Reproduce the records below, substituting "Labeling instruction" for every "Teacher note" and leaving everything else as it is. Omit the pictures.
--- start ---
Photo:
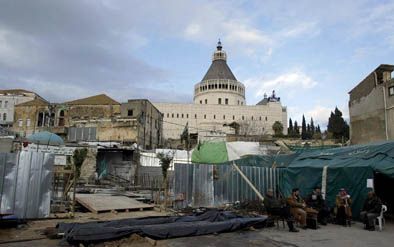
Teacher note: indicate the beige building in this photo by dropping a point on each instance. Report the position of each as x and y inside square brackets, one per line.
[371, 107]
[8, 99]
[97, 118]
[219, 102]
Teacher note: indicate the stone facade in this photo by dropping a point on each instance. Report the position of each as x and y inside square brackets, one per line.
[219, 101]
[8, 99]
[93, 119]
[371, 107]
[149, 119]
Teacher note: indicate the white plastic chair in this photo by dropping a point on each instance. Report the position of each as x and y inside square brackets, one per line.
[380, 219]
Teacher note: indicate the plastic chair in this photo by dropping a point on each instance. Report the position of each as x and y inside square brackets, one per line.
[380, 219]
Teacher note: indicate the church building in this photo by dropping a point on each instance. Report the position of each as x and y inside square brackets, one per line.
[219, 107]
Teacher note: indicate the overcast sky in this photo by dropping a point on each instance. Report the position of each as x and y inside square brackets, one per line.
[311, 52]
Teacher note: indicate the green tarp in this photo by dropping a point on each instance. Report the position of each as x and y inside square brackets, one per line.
[347, 167]
[210, 153]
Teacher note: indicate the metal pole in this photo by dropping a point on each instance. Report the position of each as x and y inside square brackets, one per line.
[248, 181]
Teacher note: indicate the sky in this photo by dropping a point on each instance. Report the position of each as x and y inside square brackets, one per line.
[312, 53]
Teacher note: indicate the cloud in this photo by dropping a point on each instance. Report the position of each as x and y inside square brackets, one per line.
[287, 83]
[304, 29]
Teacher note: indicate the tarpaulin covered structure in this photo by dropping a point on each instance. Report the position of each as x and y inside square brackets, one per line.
[212, 221]
[332, 169]
[219, 152]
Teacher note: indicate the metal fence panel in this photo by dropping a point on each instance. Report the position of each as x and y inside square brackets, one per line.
[214, 185]
[26, 180]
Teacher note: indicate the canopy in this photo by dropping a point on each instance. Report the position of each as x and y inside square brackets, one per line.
[343, 167]
[221, 152]
[46, 138]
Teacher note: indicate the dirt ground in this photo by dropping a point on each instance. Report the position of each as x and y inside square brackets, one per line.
[330, 235]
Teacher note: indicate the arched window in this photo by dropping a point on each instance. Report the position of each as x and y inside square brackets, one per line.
[61, 118]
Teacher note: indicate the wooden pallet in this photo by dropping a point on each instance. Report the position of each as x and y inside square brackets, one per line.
[98, 203]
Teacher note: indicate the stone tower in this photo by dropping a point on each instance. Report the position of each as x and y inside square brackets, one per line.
[219, 85]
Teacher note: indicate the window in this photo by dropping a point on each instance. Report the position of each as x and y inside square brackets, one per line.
[391, 91]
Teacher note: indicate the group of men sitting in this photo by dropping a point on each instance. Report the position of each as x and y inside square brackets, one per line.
[314, 210]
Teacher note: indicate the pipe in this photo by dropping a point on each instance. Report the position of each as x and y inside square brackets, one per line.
[385, 112]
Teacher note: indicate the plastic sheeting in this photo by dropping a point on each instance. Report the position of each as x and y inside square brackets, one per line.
[212, 221]
[26, 181]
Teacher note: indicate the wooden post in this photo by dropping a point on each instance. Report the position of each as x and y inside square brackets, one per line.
[248, 181]
[74, 188]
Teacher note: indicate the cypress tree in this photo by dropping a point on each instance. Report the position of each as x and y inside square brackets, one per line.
[303, 133]
[290, 130]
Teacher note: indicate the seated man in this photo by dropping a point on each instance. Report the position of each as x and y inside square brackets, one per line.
[343, 208]
[371, 210]
[315, 200]
[278, 208]
[299, 210]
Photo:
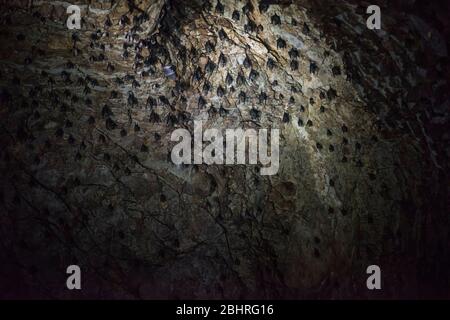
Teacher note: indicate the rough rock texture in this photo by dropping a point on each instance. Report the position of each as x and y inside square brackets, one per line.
[86, 176]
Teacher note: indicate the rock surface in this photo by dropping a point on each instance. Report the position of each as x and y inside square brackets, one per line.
[87, 115]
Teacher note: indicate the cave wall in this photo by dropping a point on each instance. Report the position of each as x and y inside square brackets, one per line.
[87, 115]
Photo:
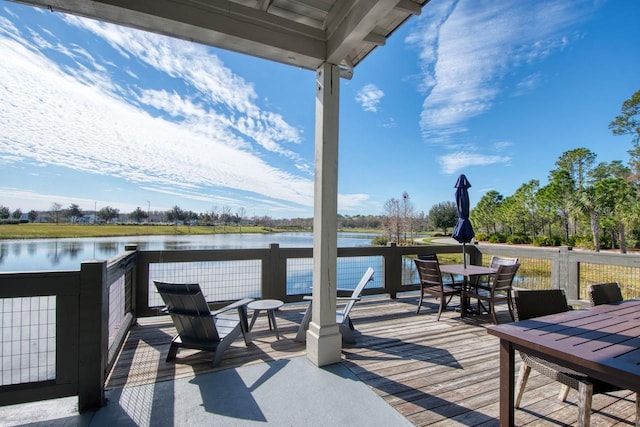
--- end ---
Answer to the problem:
Photo:
Labeling instruction: indicate the beige building in this photo by dropping a point on each instance. Report the position of each as x and y inside square brackets, one per line.
[371, 107]
[8, 99]
[97, 118]
[219, 102]
Labeling instruction: indicate the stone facade in this photo by dropping a point on each instance. Report the position of each as x and y inside square brackets, one per line.
[219, 101]
[8, 99]
[93, 119]
[371, 107]
[149, 119]
Labeling instruction: indicate the white plastic chair in this photo by dropping a point on each instance. Report the position of each as x and y inside square brackets, one per line.
[380, 219]
Labeling instruction: indicate the plastic chair in this photo by dropping a point on each instance. Report the position of each as x and y inside square brackets, one per line.
[380, 219]
Labeling instruction: indicate the church building in this photo by dropping a point on each instance. Report the position of each as x and y inside square brackets, one per line.
[219, 107]
Labeling instruction: indicate the overcast sky in this photo by dropping a point on each instance. Report the position of each as x and y inside square brackets, one per line.
[311, 52]
Labeling instruction: indicate the green tarp in this photo by dropping a point on each instance. Report the position of each as x and y inside square brackets, one per line.
[347, 167]
[210, 153]
Labeling instruction: indicate the metal pole in this photo by dropping a point on each instance. Report the position of each as x and y inside square brackets, one per line.
[248, 181]
Labeling instruction: indicate the sky in this photo by dropping a point on each instance. Report the position of each as x and y inside square brackets, one per line.
[312, 53]
Labeling instruction: indicate the cloud in this photo by dropping a point on each instance. Report the position of each as x and y inside square brackets, one per line.
[287, 83]
[304, 29]
Labeling instruction: indicate the tarpaulin covered structure in this photo by dropping a point on each instance. Report the position of each as x and y inside square brackets, one per line.
[212, 221]
[332, 169]
[219, 152]
Labeling instruction: indicate the metal fence panel in this photo by dropping a point on each instance. Report the position of each as x and y inside square brackets, one per line.
[214, 185]
[26, 180]
Labeling instruction: indicate the canopy in this photo by dropping a point on each instance. Report the position of each as x and y inside square brackets, one per line.
[343, 167]
[221, 152]
[46, 138]
Labeling instruction: indicate the dirt ground in this photo by dropping a point on each instance. Report the position of each as x and y inside square brackets, one per line.
[330, 235]
Labeling instruction: indicate the arched window in this photo by dropping a point on each instance. Report the position of each as x and y inside square brackets, one per line.
[61, 118]
Labeling instruction: indicate the wooden pallet in this photo by dropping a point on each instance. Report the position of each as x and y inside square brackets, one per line.
[98, 203]
Labeling instruction: indicate the stone tower in this photo by dropping a point on each instance. Report the position of each as x and y inside square brackets, one per line.
[219, 85]
Labeling instruction: indicate the window in this photo by dropping a point on each instance. Report the position of each as x and y inside square brackets, one per line.
[391, 91]
Labeling instruction: indicate the group of men sitting in this photo by dropping a point on each instance. Report the position of each as x and y inside square brackets, one per line.
[314, 210]
Labeling instruction: indicate the pipe in this photo by dropping a point on each instance. Report the position of each as x and y inside square brackets, one per line.
[385, 112]
Labeling instruction: indicate the plastic sheeting in this photo by dropping a point on each instance. Report the position of each as x and y inside square brackets, one per line.
[212, 221]
[26, 181]
Labeling instruction: indicate the wooden post in this photo by dropping a point on each instance. Report the position of each as x and y inside square brackets, one per line.
[248, 181]
[74, 188]
Labeling instruction: indicate the cypress tree in this photo by dropping a point on each instance. Report the position of each as x and y inside square brackets, one per line.
[303, 133]
[290, 130]
Labeling instruction: indicate the seated man in this photo by dropping a point on each instance. Report the position of each as x and y inside square brackets, one per line.
[343, 208]
[371, 210]
[315, 200]
[278, 208]
[299, 210]
Photo:
Labeling instruction: indicate the rough rock texture in this photo by dropping a point on each instance. Report the position of each as x and y inside square brackets, one per line.
[86, 176]
Labeling instruction: indicate the rock surface in this photo by dropping a point on each instance. Report the position of each as x and y inside square brackets, one per line.
[87, 115]
Labeling instruction: indicate the cave wall in this photo by dropping a point on each instance. Report the position of each as x and y inside square brackets, one per line.
[87, 115]
Photo:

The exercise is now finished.